Doch fehlende Nachhaltigkeit in den Zielstellungen könnte durch die Bewertung der Alternativen nach relevanten Indikatoren kompensiert werden. Natürlich wird auch der Ausbau der Schieneninfrastruktur untersucht und gegenüber den Straßenalternativen bewertet. Dabei wird gemäß wissenschaftlichen Standards versucht, den Alternativen einen „Nutzenwert“ anzurechnen. Dieser besteht aus dem Diskomfort durch Reisezeit und Reisekosten, sowie einem „Impliziten Nutzen“ durch die Wahl des Verkehrsmittels. Solche Faktoren sind in Verkehrsmodellen nötig, um nichtrationale, individuelle und soziokulturelle Mobilitätsentscheidungen besser abbilden zu können.

In der abschließenden Bewertung der vorgeschlagenen Baumaßnahmen werden deren Kosten gegenüber dem Nutzenwert und den berechneten Umweltschäden abgewägt. Wie zu erwarten, sind die Umweltschäden durch Straßenbaumaßnahmen in den meisten Fällen wesentlich höher, was jedoch nicht in den Ergebnissen zu sehen ist. Der Trick ist hier, den Impliziten Nutzen, also die heutige Mobilitätskultur, zu quantifizieren und damit das Verkehrssystem von Morgen zu begründen. Das ist nur schwer logisch nachzuvollziehen, wenn die übergeordneten Ziele auf eine nachhaltigere Mobilität abzielen.

※ ※ ※

Aufgabenliste:
1. Beantworten Sie anhand des Auszugs zur Bewertung von Verkehrsalternativen die folgenden Fragen:
(a) Woraus setzt sich der „Nutzenwert“ zusammen?
(b) Wogegen werden die Kosten der vorgeschlagenen Baumaßnahmen in der abschließenden Bewertung abgewogen?
(c) Wofür steht der Implizite Nutzen laut dem Auszug?
2. Fassen Sie den Absatz des Auszugs zur Bewertung von Verkehrsalternativen, der mit „In der abschließenden Bewertung“ beginnt, in einer kurzen Stichpunktliste zusammen und behalten Sie dabei seine wesentlichen Aussagen bei.
3. Geben Sie einen Abschnitt aus dem Auszug zur Bewertung von Verkehrsalternativen wortgetreu wieder: Setzen Sie bei den Worten „In der abschließenden“ ein und enden Sie nach „nachhaltigere Mobilität abzielen.“.
Die Datensätze stammen aus einer anderen Quelle.

[Gespeicherte Datensätze]
※ ※ ※

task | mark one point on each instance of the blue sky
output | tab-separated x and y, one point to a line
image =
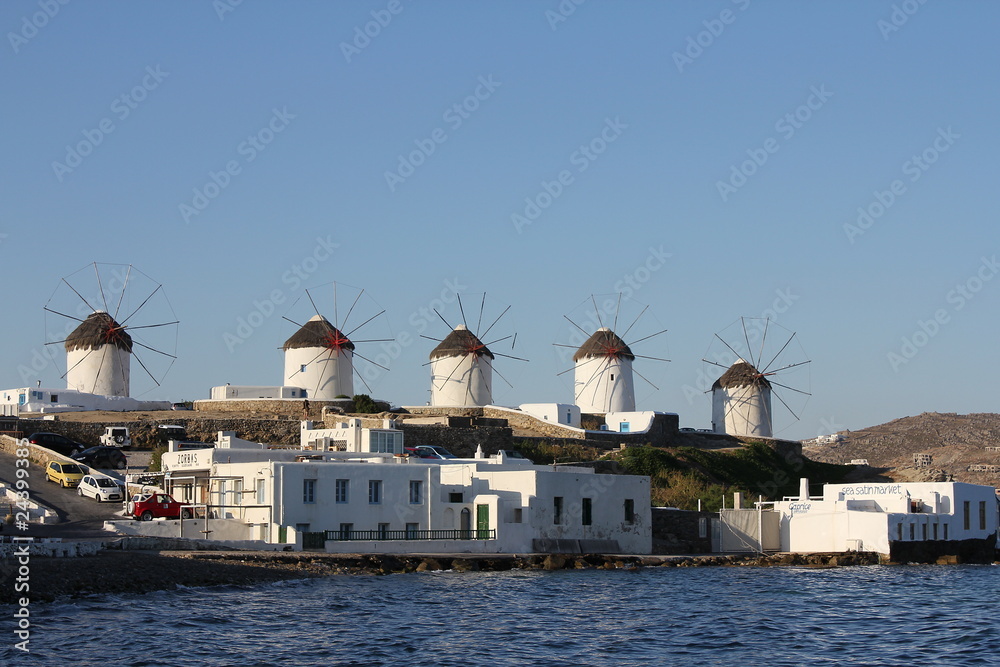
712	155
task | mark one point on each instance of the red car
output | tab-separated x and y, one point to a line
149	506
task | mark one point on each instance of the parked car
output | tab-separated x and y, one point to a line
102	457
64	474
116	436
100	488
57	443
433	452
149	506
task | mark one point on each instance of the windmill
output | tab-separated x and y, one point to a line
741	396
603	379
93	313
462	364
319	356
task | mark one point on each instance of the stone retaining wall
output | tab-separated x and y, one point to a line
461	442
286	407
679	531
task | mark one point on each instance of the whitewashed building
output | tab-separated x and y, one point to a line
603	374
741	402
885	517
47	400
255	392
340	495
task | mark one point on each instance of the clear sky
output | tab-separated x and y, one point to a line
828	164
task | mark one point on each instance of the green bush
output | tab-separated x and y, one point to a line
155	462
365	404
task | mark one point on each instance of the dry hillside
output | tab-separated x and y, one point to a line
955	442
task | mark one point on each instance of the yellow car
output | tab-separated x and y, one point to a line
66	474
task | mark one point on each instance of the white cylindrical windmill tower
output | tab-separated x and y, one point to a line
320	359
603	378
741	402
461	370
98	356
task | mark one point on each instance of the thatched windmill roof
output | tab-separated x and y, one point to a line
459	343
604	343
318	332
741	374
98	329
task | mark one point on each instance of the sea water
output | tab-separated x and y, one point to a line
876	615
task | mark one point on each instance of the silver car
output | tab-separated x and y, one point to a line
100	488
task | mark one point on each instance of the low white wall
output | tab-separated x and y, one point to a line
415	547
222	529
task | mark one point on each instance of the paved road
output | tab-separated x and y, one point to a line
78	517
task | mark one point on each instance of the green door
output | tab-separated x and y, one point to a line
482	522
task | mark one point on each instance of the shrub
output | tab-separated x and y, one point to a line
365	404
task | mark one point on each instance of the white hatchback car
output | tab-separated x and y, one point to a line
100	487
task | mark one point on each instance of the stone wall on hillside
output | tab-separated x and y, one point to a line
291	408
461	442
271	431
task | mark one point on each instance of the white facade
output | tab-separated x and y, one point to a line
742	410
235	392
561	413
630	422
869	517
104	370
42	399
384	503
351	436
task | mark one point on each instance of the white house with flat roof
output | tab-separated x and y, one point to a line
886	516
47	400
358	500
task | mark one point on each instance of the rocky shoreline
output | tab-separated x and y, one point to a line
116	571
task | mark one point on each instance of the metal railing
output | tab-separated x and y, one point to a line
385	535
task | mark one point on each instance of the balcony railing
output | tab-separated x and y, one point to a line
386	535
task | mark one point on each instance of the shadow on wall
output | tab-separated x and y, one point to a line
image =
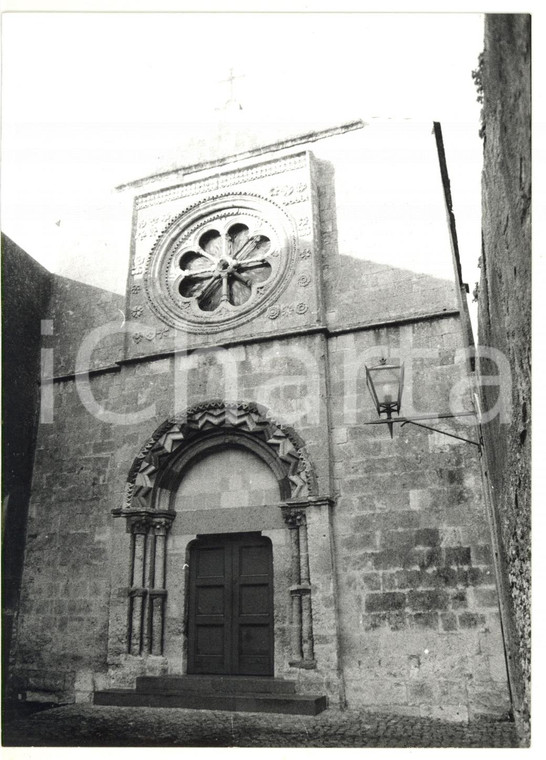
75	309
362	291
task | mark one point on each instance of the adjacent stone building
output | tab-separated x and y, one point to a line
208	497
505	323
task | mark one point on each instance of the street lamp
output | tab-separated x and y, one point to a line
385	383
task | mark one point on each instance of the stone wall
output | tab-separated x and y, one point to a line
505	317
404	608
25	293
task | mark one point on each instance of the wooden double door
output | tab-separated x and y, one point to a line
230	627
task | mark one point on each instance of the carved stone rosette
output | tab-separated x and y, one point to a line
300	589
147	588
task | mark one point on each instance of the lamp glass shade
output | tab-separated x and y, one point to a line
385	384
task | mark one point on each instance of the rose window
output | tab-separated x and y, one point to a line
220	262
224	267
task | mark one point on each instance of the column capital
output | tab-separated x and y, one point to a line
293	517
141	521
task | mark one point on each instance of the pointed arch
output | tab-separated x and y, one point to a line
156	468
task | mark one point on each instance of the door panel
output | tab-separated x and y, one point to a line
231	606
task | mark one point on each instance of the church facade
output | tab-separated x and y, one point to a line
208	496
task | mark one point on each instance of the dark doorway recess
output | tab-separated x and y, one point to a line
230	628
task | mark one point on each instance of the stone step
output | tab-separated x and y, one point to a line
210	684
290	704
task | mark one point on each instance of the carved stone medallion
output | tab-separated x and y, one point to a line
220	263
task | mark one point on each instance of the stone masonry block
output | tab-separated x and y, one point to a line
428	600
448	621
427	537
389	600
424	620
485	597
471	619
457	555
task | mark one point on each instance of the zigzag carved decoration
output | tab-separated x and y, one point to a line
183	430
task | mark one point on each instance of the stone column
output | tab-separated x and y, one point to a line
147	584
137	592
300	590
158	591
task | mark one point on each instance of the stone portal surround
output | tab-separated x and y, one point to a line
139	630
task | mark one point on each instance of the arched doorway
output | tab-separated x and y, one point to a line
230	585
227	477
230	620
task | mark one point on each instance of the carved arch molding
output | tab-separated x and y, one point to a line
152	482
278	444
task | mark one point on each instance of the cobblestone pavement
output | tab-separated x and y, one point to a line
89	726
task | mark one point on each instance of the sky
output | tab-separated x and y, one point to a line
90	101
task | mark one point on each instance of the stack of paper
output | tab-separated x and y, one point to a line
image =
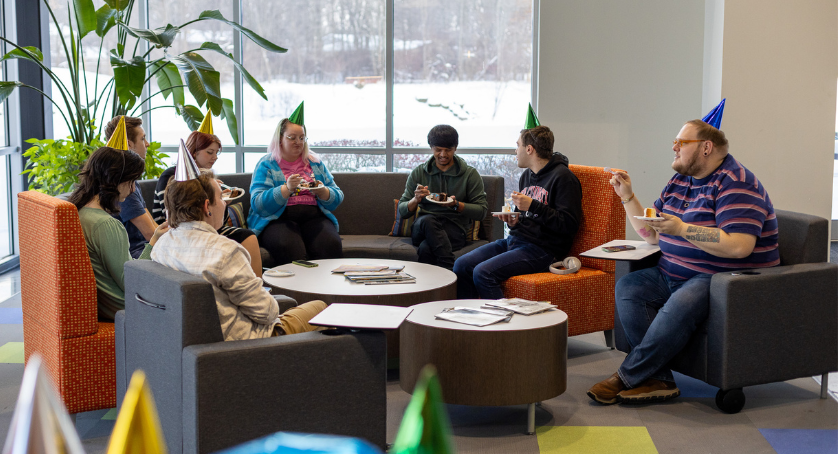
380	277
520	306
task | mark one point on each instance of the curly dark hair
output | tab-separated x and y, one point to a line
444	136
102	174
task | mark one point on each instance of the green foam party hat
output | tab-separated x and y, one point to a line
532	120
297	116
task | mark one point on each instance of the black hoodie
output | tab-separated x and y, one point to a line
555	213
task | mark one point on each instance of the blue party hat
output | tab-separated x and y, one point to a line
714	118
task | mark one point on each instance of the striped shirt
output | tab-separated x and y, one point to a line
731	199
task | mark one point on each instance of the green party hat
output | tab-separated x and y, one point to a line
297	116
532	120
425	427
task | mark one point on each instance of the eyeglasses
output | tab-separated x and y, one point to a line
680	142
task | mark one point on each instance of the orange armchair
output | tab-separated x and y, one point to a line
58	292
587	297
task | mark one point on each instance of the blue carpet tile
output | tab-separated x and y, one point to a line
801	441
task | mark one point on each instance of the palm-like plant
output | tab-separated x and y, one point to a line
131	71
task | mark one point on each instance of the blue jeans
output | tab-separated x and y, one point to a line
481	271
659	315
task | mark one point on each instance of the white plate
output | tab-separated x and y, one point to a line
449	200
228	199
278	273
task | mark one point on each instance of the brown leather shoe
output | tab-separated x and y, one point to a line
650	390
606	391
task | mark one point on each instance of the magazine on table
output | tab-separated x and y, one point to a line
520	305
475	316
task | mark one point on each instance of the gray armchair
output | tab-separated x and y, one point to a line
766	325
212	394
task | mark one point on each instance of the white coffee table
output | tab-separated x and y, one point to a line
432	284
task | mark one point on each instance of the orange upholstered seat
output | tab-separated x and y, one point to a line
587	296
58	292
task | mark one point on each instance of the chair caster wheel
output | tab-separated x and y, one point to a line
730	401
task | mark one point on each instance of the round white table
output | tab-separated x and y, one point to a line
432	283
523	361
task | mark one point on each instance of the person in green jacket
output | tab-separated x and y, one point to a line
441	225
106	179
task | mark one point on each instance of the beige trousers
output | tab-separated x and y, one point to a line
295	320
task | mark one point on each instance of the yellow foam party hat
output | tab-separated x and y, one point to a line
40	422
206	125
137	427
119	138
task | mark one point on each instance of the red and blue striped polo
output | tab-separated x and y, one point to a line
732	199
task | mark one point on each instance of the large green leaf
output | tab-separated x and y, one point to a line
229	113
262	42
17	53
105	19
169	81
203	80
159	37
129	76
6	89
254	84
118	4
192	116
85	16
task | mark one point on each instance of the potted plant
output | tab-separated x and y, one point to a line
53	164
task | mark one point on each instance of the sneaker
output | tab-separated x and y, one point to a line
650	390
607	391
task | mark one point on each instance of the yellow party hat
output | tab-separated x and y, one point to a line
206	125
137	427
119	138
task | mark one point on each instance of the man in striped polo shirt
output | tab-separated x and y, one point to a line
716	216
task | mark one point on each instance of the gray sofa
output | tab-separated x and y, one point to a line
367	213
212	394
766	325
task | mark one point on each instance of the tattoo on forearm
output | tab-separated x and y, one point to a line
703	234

※ ※ ※

Lösungen:
1.
(a) Aus dem Diskomfort durch Reisezeit und Reisekosten sowie einem „Impliziten Nutzen“ durch die Wahl des Verkehrsmittels.
(b) Gegen den Nutzenwert und die berechneten Umweltschäden.
(c) Für die heutige Mobilitätskultur.

2.
- Die Kosten der vorgeschlagenen Baumaßnahmen werden gegen den Nutzenwert und die berechneten Umweltschäden abgewogen.
- Straßenbaumaßnahmen verursachen meist wesentlich höhere Umweltschäden, was sich in den Ergebnissen jedoch nicht zeigt.
- Der Trick besteht darin, den Impliziten Nutzen, also die heutige Mobilitätskultur, zu quantifizieren und damit das Verkehrssystem von morgen zu begründen.
- Bei übergeordneten Zielen einer nachhaltigeren Mobilität ist dies logisch kaum nachvollziehbar.

3.
In der abschließenden Bewertung der vorgeschlagenen Baumaßnahmen werden deren Kosten gegenüber dem Nutzenwert und den berechneten Umweltschäden abgewägt. Wie zu erwarten, sind die Umweltschäden durch Straßenbaumaßnahmen in den meisten Fällen wesentlich höher, was jedoch nicht in den Ergebnissen zu sehen ist. Der Trick ist hier, den Impliziten Nutzen, also die heutige Mobilitätskultur, zu quantifizieren und damit das Verkehrssystem von Morgen zu begründen. Das ist nur schwer logisch nachzuvollziehen, wenn die übergeordneten Ziele auf eine nachhaltigere Mobilität abzielen.